Day 04: Heart of Mathematics

Last Time

Next Time

Announcements:
- Assignment for next time: Read 2.2 for next time, and work on problems I.1; II.6, 9, 18, 21; III.28. Either:
  1. bring an artichoke, pinecone, dandelion (good luck!), daisy, pineapple, or something that illustrates Fibonacci numbers (look around!) to class to share; or
  2. hand in your problems, Wednesday 2/6. III.28 should be typed up, and will be graded for complete sentences, spelling, etc., in addition to the mathematical content.
Any further questions/thoughts/observations from last time? How are the problems coming? Remember, they are to be handed in next time!
Our mission today: Section 2.1, Number Contemplation:
- The first day I shared some "strange mathematical musings" from my youth. Do any of you have any "Number Contemplation" stories from your childhood?
- A reading from Hardy's A Mathematician's Apology, concerning Srinivasa Ramanujan (p. 37)
  "Once, in the taxi from London, Hardy noticed its number, 1729. He must have thought about it a little because he entered the room where Ramanujan lay in bed and, with scarcely a hello, blurted out his disappointment with it. It was, he declared, 'rather a dull number,' adding that he hoped that wasn't a bad omen. 'No, Hardy,' said Ramanujan, 'it is a very interesting number. It is the smallest number expressible as the sum of two [positive] cubes in two different ways"'.

COLLECTED MATERIAL —

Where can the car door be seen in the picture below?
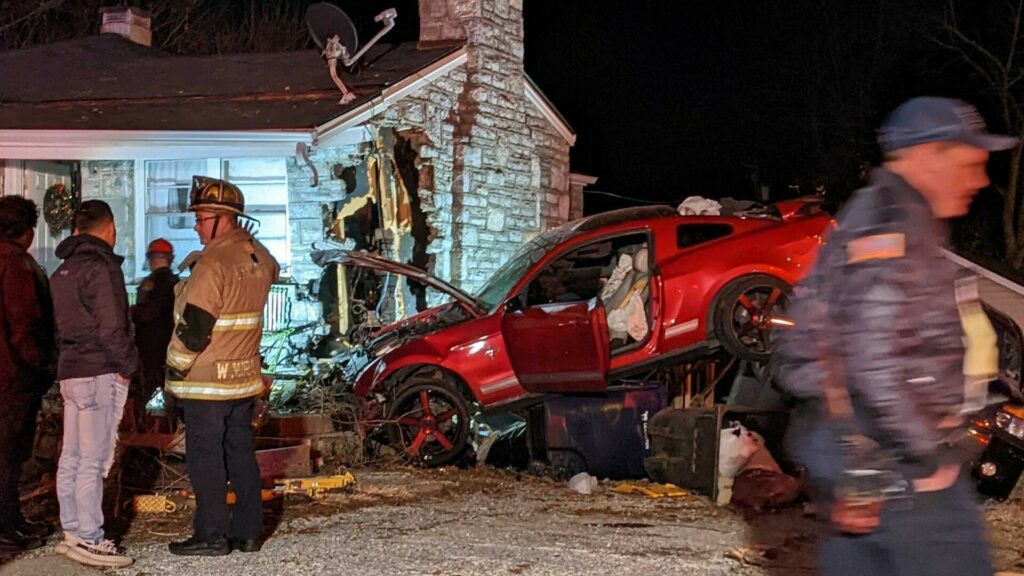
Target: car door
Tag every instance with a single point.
(558, 347)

WHAT YOU WILL DO —
a) Please list the items that the Heart of Mathematics class notes name as things students could bring to class to illustrate Fibonacci numbers.
b) Carry the Heart of Mathematics class notes forward from the end of the Hardy quotation about the taxi number 1729.

RESPONSES BY TASK —
a) artichoke, pinecone, dandelion, daisy, pineapple

b)
- Obviously 1729 is an interesting number:
  - 1729=12³+1³
  - 1729=10³+9³
  and it's the smallest that we can write in this way, as the sum of two cubes in two different ways.
  Are all counting numbers
  (We'll call them natural numbers: 1, 2, 3, ....)
  interesting?
- What is "the pidgeonhole principle"?
  - Have you ever played a game, perhaps at a birthday party as a young child, that relies on the pidgeonhole principle?
  - How do we know that there are two people on earth who have exactly the same number of hairs on their bodies?
    - Why do the authors exaggerate?
    - World Population Clock
- Problems to consider (exercises in estimation):
  1. Do you have a temporal twin (someone who was born on the same day as you, and will die on the same day)?
    - Is there anyone who obviously does?
    - Is there anyone who obviously doesn't?
  2. How many ordinary dice would it take to fill this classroom?
  3. The southbound lanes of I-471 are backed up from the Big Mac bridge at the Ohio river, to Nunn drive. How many cars are stuck in traffic on that section?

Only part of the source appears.